====== SELECTED EXCERPT ======

Re: Announcing Sched QoS v0.1-alpha

From: Barry Song

Date: Fri Apr 17 2026 - 07:27:15 EST

On Wed, Apr 15, 2026 at 8:10 AM Qais Yousef <qyousef@xxxxxxxxxxx> wrote:
>
> Hi everyone
>
> This is the first announcement of Sched QoS 0.1-alpha release. This is still at
> PoC stage and NOT production ready.
>
> https://github.com/qais-yousef/schedqos

Thanks for releasing this code—I’ve been looking forward to
it for quite some time.

I tried running it on arm64, but unfortunately it crashed at schedqos.c:144.

Program received signal SIGSEGV, Segmentation fault.
Download failed: Invalid argument. Continuing without source file
./string/../sysdeps/aarch64/strcmp.S.
__GI_strcmp () at ../sysdeps/aarch64/strcmp.S:78
warning: 78 ../sysdeps/aarch64/strcmp.S: No such file or directory
(gdb) bt
#0 __GI_strcmp () at ../sysdeps/aarch64/strcmp.S:78
#1 0x0000aaaaaaaa2458 in main (argc=<optimized out>, argv=<optimized
out>) at schedqos.c:144

Then it seems that running "./schedqos start" is fine.

>
> This is a follow of LPC 2025 discussion about Userspace Assissted Scheduling via Sched QoS
>
> https://lpc.events/event/19/contributions/2089/
>
>
> Background and Concepts
> =======================
>
> The world has changed a _little_ bit in the past 30 years..
>
> Modern systems have sophisticated hardware that comes in all shapes and colors.
> How software is written to interact with the modern hardware hasn't changed
> though. Kernel had to keep up with hardware, but userspace didn't. POSIX is
> ancient and didn't evolve to help OS and application writers how to deal with
> these changes.

====== LISTED RECORDS ======

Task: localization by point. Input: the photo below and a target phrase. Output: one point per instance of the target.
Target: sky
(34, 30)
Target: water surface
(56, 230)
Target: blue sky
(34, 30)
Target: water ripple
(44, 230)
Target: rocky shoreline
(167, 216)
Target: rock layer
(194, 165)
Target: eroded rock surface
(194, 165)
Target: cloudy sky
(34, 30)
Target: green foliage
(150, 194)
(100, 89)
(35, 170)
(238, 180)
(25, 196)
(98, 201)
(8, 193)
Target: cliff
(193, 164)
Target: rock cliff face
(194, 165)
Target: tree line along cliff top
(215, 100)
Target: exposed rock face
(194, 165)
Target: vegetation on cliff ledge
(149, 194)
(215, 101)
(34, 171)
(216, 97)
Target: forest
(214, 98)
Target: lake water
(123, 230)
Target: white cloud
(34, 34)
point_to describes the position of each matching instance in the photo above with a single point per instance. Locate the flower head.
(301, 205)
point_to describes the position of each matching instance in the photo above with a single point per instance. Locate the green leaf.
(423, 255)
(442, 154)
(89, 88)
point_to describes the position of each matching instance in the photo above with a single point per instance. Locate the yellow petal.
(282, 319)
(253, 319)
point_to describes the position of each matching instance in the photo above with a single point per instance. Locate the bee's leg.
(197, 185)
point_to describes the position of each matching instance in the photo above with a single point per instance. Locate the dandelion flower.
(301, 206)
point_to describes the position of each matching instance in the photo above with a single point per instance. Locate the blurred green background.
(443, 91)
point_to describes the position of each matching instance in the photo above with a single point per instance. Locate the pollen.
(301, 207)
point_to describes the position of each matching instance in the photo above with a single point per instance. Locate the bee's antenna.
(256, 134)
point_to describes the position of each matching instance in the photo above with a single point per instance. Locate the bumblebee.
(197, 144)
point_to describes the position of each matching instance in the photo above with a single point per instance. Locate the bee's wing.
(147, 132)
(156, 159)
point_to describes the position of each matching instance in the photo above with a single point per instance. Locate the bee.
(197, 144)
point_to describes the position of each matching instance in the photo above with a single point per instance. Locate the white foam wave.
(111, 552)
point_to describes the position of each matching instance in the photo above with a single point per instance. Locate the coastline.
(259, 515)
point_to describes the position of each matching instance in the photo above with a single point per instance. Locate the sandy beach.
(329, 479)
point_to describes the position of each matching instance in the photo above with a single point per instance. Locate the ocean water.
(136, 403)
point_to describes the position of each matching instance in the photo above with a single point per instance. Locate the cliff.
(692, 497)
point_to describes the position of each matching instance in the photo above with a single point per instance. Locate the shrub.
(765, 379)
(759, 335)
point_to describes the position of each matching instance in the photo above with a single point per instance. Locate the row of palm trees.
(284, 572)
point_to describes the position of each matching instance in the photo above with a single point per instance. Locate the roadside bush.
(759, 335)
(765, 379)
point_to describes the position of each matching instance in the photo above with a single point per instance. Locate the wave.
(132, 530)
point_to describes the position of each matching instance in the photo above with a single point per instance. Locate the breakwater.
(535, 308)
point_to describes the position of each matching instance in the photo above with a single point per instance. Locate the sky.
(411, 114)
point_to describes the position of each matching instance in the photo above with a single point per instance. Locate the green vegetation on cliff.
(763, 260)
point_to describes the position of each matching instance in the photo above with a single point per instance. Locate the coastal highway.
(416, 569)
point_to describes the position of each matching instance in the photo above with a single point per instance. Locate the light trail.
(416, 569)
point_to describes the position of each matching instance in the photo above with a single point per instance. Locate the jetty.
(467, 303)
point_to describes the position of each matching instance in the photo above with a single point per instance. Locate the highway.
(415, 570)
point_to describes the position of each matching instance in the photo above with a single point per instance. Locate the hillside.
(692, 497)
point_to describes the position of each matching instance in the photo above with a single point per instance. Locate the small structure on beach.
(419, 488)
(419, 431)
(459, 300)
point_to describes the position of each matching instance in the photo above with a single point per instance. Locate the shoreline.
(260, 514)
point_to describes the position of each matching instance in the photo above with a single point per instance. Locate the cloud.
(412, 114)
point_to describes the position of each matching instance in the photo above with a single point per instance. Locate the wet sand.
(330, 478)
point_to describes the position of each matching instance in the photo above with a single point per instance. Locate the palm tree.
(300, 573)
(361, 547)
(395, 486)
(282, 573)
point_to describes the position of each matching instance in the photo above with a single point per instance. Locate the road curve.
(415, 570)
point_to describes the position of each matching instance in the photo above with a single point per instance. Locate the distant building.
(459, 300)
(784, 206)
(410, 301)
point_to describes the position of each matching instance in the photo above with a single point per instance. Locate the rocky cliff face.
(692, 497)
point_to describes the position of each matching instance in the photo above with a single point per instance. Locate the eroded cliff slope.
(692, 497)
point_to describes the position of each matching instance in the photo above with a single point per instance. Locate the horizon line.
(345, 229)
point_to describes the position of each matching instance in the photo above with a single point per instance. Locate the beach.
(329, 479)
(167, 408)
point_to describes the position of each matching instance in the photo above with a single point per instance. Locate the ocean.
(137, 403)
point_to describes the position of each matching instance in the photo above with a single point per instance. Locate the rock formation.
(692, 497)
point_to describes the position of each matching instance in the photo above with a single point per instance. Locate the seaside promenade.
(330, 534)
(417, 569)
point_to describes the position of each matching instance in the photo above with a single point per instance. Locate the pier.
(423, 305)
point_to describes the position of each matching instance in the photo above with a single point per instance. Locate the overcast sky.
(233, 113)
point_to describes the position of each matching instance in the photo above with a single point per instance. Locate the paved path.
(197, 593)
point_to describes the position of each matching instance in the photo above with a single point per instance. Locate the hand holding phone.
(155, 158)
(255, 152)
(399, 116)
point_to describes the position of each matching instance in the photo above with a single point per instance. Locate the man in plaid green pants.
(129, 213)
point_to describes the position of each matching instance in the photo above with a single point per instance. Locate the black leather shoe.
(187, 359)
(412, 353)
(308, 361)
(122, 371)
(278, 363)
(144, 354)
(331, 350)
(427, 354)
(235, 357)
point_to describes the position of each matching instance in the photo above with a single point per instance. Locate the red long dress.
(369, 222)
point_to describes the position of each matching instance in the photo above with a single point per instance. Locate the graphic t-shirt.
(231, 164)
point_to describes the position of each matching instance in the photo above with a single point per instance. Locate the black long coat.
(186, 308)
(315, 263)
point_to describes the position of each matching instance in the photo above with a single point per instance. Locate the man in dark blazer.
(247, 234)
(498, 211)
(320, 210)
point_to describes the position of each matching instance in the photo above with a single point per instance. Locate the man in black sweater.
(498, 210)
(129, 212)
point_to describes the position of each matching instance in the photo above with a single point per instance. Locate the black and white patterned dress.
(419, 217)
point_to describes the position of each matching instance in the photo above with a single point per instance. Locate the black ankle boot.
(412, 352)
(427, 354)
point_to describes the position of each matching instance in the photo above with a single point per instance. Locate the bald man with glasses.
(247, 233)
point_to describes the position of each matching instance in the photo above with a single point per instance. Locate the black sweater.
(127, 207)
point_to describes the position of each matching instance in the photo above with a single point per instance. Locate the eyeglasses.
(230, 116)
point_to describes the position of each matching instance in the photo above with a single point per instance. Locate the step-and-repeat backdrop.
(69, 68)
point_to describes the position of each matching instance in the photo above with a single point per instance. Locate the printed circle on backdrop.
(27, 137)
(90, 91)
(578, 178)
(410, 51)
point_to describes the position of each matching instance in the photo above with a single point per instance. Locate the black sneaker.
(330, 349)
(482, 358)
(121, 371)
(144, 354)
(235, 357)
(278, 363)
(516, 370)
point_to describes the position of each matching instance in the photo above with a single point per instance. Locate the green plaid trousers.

======

*REQUIREMENTS*:
• a. Decide whether each statement below agrees with the Sched QoS reply, answering yes or no and quoting the deciding words from it. (i) Running the program on arm64 led to a crash at schedqos.c:144. (ii) The announcement presents the release as ready for production use. (iii) The announcement says userspace kept pace with changes in hardware.
• b. Condense the paragraph of the Sched QoS reply that begins "Modern systems have sophisticated hardware" into a short bulleted list that keeps its main facts.

*ANSWERS TO THE EXERCISE*:
• a.
(i) Yes: "I tried running it on arm64, but unfortunately it crashed at schedqos.c:144."
(ii) No: "NOT production ready."
(iii) No: "Kernel had to keep up with hardware, but userspace didn't."

• b.
- Modern hardware is sophisticated and comes in many forms.
- The way software interacts with that hardware has not changed.
- The kernel kept up with hardware, but userspace did not.
- POSIX is ancient and did not evolve to help OS and application writers deal with these changes.